原文:
2018年,一篇題為《上海是怎么錯失這些年互聯網機遇的?》自媒體文章把上海推上了風口浪尖。
這篇文章給上海扣了三頂“帽子”:銀行和政府做事遲鈍,初創企業起步難、融資困難;外資買辦經濟深入骨髓,看不上互聯網代表的簡單粗暴的草根經濟;上海本地年輕人進取心不足。
一時間,各大媒體關于“上海究竟有沒有掉隊”的討論甚囂塵上,無數媒體借題發揮——騰訊在深圳,阿里在杭州,百度在北京。只有上海,袋中空空。
站在當時的節點上看,上海似乎真的錯失了一個時代。但把視野拉長便發現,這些“指控”難免有失偏頗。
如今回看那段爭論,好像時代和所有人開了一個巨大的玩笑。五年前,互聯網就是“萬物的尺度”,無數人沉醉在平臺經濟指數增長的快感中,用一個又一個“模式創新”不斷下沉,破解一個又一個財富密碼。
而今天,移動互聯網時代的財富神話被寫入歷史,硬科技成為下一個資本與輿論的寵兒。
只是,當互聯網時代模式創新的邏輯失效,資本、企業家以及社會中的每一個人都需要迅速消化增長由快到慢的落差感,適應長坡厚雪的節奏。
此時此刻,沒有在互聯網時代戀戰太久的人,或許更容易快速切換跑道,拿到下一個時代的先機。上海就是如此。
自2018年世界人工智能大會爆火后,上海順勢將人工智能產業提升至戰略高度。在時代更替之際,上海馬橋人工智能創新試驗區快步走上歷史舞臺,一座充滿未來感的AI之城正在上海拔地而起。
1.用“店小二”式服務,引來第一批造夢者
2015年,“智能機器人”在全球都是一個極為年輕的領域。就在這一年,達闥機器人成立了(下文簡稱“達闥”)。
達闥提出了一個“天方夜譚”般的創想——云端智能機器人,即用計算機造一個機器大腦,放在云端,讓所有機器人本體共享。但黃曉慶逐漸發現,有了云端大腦,卻沒有適合接入大腦的機器人。于是,達闥開始自己造。2018年,達闥掌握了智能柔性關節SCA的核心技術和專利,由SCA搭建起的機器人本體,成為云端大腦的載體。
但第一代SCA準備投產時,達闥發現當時的供應鏈體系不足以支撐SCA的規模化量產。黃曉慶等一眾達闥高管意識到,公司要想長遠發展,乃至走向全球,需要扎根在一個制造產業更密集的地方。他們決定把制造相關的業務南遷——或是長三角,或是珠三角。
達闥內部慎重評估了長三角和珠三角的產業鏈結構。珠三角產業鏈側重消費電子,人才結構也在這方面更有優勢;而長三角是汽車制造產業鏈最完整的地方,人才結構與達闥的需求更匹配。從客觀條件上看,上海是更優的選擇。
與此同時,2018年的上海正大力布局人工智能,整個上海市政府都對人工智能產業相關的一切充滿熱情,率先向達闥遞出橄欖枝。

任務說明:
從含有“達闥內部慎重評估了長三角和珠”的地方開始,到“熱情,率先向達闥遞出橄欖枝。”結束,把這篇講上海人工智能的原文重寫一遍,並把其中的“橄欖枝”換成“邀請”。

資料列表
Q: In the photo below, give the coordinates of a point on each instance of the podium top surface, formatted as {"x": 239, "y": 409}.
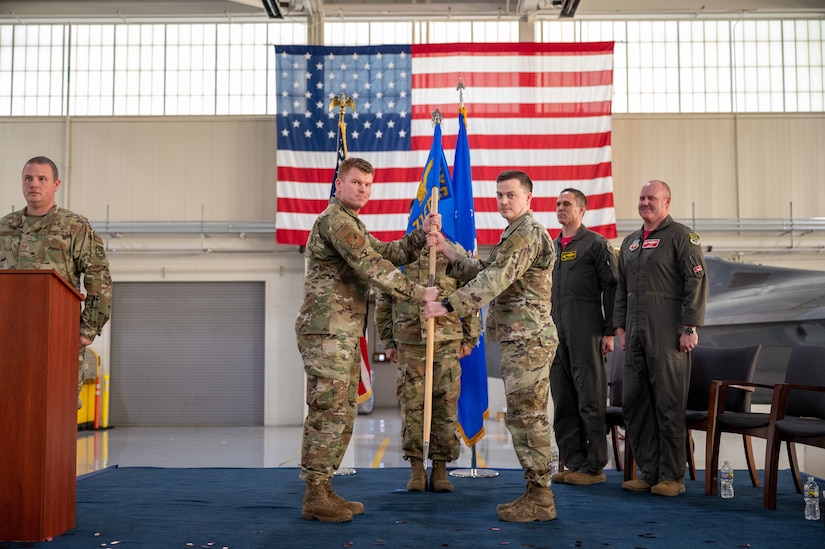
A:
{"x": 43, "y": 272}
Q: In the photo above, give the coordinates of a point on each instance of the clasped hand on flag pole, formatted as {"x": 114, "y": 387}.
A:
{"x": 430, "y": 349}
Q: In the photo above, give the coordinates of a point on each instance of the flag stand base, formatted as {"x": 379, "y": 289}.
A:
{"x": 474, "y": 473}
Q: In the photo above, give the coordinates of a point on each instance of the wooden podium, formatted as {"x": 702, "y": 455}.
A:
{"x": 39, "y": 345}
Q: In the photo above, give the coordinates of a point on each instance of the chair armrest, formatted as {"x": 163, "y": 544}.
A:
{"x": 719, "y": 392}
{"x": 781, "y": 394}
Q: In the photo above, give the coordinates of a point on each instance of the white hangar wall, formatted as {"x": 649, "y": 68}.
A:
{"x": 223, "y": 169}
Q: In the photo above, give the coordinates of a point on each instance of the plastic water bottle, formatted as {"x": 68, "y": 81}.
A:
{"x": 811, "y": 493}
{"x": 726, "y": 478}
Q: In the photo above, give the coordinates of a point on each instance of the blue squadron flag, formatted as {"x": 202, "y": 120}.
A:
{"x": 436, "y": 175}
{"x": 472, "y": 403}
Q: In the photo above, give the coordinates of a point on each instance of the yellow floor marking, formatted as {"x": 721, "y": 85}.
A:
{"x": 379, "y": 455}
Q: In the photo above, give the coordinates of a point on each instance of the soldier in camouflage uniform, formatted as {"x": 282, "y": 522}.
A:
{"x": 584, "y": 288}
{"x": 404, "y": 340}
{"x": 518, "y": 277}
{"x": 44, "y": 236}
{"x": 343, "y": 259}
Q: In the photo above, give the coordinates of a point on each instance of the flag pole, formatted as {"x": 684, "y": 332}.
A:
{"x": 473, "y": 471}
{"x": 342, "y": 103}
{"x": 428, "y": 375}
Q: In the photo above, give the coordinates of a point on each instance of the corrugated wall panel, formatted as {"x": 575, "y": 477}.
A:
{"x": 187, "y": 353}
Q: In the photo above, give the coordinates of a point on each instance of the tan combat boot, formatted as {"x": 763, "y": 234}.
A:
{"x": 538, "y": 504}
{"x": 317, "y": 506}
{"x": 418, "y": 476}
{"x": 438, "y": 478}
{"x": 355, "y": 507}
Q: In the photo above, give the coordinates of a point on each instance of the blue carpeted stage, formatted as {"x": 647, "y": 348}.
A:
{"x": 127, "y": 508}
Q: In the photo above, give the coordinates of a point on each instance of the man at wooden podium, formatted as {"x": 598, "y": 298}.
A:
{"x": 45, "y": 236}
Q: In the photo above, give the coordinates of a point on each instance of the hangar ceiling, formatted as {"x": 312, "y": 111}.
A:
{"x": 31, "y": 10}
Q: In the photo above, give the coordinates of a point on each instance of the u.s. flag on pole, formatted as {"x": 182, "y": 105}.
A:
{"x": 541, "y": 108}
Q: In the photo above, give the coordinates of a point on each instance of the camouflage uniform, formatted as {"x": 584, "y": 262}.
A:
{"x": 584, "y": 288}
{"x": 662, "y": 286}
{"x": 518, "y": 276}
{"x": 63, "y": 241}
{"x": 343, "y": 259}
{"x": 408, "y": 334}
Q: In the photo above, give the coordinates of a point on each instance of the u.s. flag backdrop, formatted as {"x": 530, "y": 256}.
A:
{"x": 541, "y": 108}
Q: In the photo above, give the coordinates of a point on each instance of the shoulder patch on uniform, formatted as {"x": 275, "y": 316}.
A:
{"x": 350, "y": 237}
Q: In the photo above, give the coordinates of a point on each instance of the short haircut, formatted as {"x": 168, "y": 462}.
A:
{"x": 524, "y": 179}
{"x": 43, "y": 160}
{"x": 580, "y": 198}
{"x": 354, "y": 162}
{"x": 663, "y": 184}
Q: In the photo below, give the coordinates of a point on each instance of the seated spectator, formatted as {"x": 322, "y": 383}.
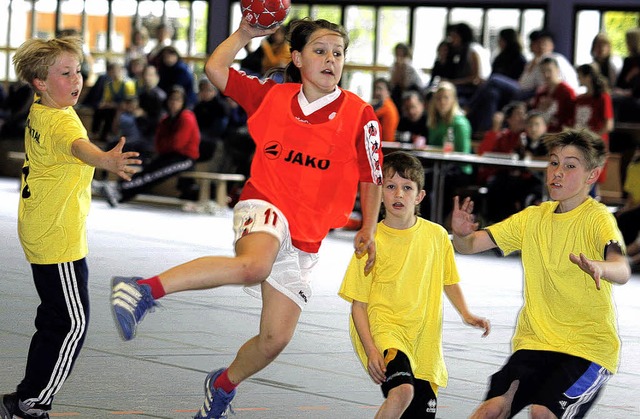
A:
{"x": 116, "y": 88}
{"x": 173, "y": 71}
{"x": 413, "y": 120}
{"x": 555, "y": 99}
{"x": 629, "y": 215}
{"x": 177, "y": 145}
{"x": 212, "y": 113}
{"x": 275, "y": 50}
{"x": 626, "y": 94}
{"x": 535, "y": 128}
{"x": 594, "y": 109}
{"x": 500, "y": 89}
{"x": 385, "y": 109}
{"x": 445, "y": 119}
{"x": 510, "y": 190}
{"x": 609, "y": 65}
{"x": 151, "y": 101}
{"x": 404, "y": 76}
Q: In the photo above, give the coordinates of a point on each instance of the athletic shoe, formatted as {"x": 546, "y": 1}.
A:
{"x": 130, "y": 301}
{"x": 217, "y": 403}
{"x": 9, "y": 409}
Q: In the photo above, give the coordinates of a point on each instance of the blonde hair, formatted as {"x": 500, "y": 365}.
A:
{"x": 34, "y": 57}
{"x": 434, "y": 115}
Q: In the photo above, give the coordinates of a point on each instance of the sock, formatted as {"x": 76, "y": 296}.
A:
{"x": 157, "y": 290}
{"x": 223, "y": 382}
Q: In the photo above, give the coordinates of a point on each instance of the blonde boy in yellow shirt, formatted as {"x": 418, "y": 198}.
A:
{"x": 396, "y": 311}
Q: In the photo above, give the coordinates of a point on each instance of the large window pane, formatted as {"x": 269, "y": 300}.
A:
{"x": 393, "y": 28}
{"x": 427, "y": 37}
{"x": 360, "y": 24}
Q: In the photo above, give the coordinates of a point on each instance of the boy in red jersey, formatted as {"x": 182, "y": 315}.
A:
{"x": 315, "y": 144}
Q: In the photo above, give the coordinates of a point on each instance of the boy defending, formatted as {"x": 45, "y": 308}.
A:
{"x": 396, "y": 309}
{"x": 54, "y": 203}
{"x": 565, "y": 346}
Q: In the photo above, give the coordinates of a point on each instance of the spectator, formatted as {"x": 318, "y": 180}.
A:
{"x": 164, "y": 38}
{"x": 555, "y": 99}
{"x": 468, "y": 61}
{"x": 510, "y": 190}
{"x": 212, "y": 113}
{"x": 275, "y": 50}
{"x": 173, "y": 71}
{"x": 151, "y": 101}
{"x": 116, "y": 88}
{"x": 139, "y": 45}
{"x": 177, "y": 145}
{"x": 385, "y": 109}
{"x": 404, "y": 76}
{"x": 445, "y": 119}
{"x": 413, "y": 120}
{"x": 608, "y": 65}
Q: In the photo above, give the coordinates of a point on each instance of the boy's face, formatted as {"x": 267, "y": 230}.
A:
{"x": 568, "y": 177}
{"x": 400, "y": 196}
{"x": 63, "y": 84}
{"x": 536, "y": 127}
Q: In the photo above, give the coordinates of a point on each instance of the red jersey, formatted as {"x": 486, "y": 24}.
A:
{"x": 308, "y": 166}
{"x": 557, "y": 106}
{"x": 593, "y": 113}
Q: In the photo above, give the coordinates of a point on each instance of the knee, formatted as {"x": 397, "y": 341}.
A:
{"x": 537, "y": 411}
{"x": 401, "y": 396}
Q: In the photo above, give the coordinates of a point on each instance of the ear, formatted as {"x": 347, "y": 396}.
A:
{"x": 594, "y": 175}
{"x": 296, "y": 58}
{"x": 40, "y": 84}
{"x": 420, "y": 196}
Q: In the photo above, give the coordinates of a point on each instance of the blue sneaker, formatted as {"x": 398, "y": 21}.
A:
{"x": 130, "y": 301}
{"x": 217, "y": 403}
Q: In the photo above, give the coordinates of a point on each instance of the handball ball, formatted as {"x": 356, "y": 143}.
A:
{"x": 265, "y": 14}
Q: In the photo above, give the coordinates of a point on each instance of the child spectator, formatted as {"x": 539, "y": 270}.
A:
{"x": 55, "y": 200}
{"x": 566, "y": 346}
{"x": 556, "y": 97}
{"x": 385, "y": 109}
{"x": 315, "y": 144}
{"x": 396, "y": 309}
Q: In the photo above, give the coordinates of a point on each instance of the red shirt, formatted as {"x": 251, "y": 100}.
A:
{"x": 557, "y": 106}
{"x": 308, "y": 166}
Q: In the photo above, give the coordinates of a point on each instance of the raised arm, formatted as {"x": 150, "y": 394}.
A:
{"x": 466, "y": 237}
{"x": 217, "y": 66}
{"x": 375, "y": 361}
{"x": 113, "y": 160}
{"x": 615, "y": 268}
{"x": 364, "y": 241}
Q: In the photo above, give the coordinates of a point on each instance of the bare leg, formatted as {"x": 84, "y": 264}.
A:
{"x": 497, "y": 407}
{"x": 277, "y": 324}
{"x": 398, "y": 399}
{"x": 255, "y": 255}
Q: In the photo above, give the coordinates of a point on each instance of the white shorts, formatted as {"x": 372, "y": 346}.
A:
{"x": 291, "y": 271}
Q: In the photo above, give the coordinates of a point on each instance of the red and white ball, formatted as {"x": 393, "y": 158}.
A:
{"x": 265, "y": 14}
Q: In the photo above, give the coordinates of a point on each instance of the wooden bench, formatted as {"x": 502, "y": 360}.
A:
{"x": 204, "y": 180}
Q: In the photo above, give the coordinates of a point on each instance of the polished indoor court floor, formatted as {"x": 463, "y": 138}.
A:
{"x": 160, "y": 373}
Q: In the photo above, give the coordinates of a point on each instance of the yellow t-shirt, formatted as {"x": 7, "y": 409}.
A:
{"x": 56, "y": 188}
{"x": 563, "y": 311}
{"x": 404, "y": 295}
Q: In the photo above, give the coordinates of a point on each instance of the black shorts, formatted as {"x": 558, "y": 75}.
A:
{"x": 425, "y": 402}
{"x": 567, "y": 385}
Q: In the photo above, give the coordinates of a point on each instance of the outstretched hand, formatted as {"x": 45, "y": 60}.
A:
{"x": 462, "y": 218}
{"x": 365, "y": 243}
{"x": 589, "y": 266}
{"x": 120, "y": 162}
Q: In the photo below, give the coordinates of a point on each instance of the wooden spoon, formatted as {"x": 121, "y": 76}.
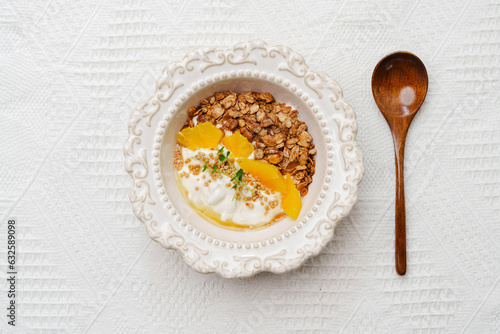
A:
{"x": 399, "y": 86}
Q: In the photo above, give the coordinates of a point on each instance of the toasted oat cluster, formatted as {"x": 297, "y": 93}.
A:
{"x": 274, "y": 129}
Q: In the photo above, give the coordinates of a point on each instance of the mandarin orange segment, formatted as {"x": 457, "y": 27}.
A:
{"x": 291, "y": 203}
{"x": 238, "y": 144}
{"x": 267, "y": 174}
{"x": 203, "y": 135}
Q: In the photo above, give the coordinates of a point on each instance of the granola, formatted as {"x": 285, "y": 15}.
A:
{"x": 276, "y": 132}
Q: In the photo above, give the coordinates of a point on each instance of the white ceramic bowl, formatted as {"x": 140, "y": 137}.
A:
{"x": 251, "y": 66}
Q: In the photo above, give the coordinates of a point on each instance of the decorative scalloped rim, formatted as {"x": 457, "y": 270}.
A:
{"x": 197, "y": 248}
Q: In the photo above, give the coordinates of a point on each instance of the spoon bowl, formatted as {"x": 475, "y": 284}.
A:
{"x": 399, "y": 86}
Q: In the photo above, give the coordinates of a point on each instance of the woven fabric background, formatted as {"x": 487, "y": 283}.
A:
{"x": 71, "y": 72}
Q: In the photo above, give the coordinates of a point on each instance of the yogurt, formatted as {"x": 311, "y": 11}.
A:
{"x": 212, "y": 193}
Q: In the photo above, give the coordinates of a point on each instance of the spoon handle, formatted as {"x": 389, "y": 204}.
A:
{"x": 400, "y": 230}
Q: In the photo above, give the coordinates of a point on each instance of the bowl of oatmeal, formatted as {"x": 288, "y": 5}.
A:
{"x": 243, "y": 160}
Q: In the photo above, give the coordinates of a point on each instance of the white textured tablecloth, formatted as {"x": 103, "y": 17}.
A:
{"x": 70, "y": 74}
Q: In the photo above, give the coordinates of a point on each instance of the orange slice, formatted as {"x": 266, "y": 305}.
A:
{"x": 267, "y": 174}
{"x": 291, "y": 203}
{"x": 238, "y": 144}
{"x": 203, "y": 135}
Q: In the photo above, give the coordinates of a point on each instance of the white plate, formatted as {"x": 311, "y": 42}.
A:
{"x": 251, "y": 66}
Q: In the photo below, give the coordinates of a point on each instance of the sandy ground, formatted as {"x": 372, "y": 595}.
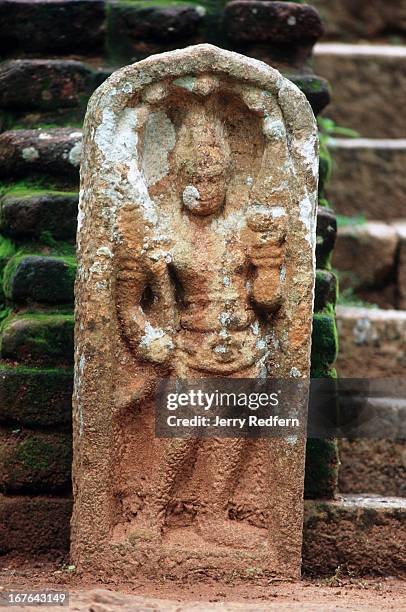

練習作答:
達闥內部慎重評估了長三角和珠三角的產業鏈結構。珠三角產業鏈側重消費電子,人才結構也在這方面更有優勢;而長三角是汽車制造產業鏈最完整的地方,人才結構與達闥的需求更匹配。從客觀條件上看,上海是更優的選擇。
與此同時,2018年的上海正大力布局人工智能,整個上海市政府都對人工智能產業相關的一切充滿熱情,率先向達闥遞出邀請。